WHAT THIS TASK INVOLVES »
Word for word, restate the lines that run from the line containing "Target: brown eye" to the last line of the records below.

[SUPPLIED RECORDS Boundary: Start]

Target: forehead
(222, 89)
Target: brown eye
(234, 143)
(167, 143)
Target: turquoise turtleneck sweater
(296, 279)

[SUPPLIED RECORDS Boundary: End]

COMPLETED TASK »
Target: brown eye
(234, 143)
(167, 143)
Target: turquoise turtleneck sweater
(296, 279)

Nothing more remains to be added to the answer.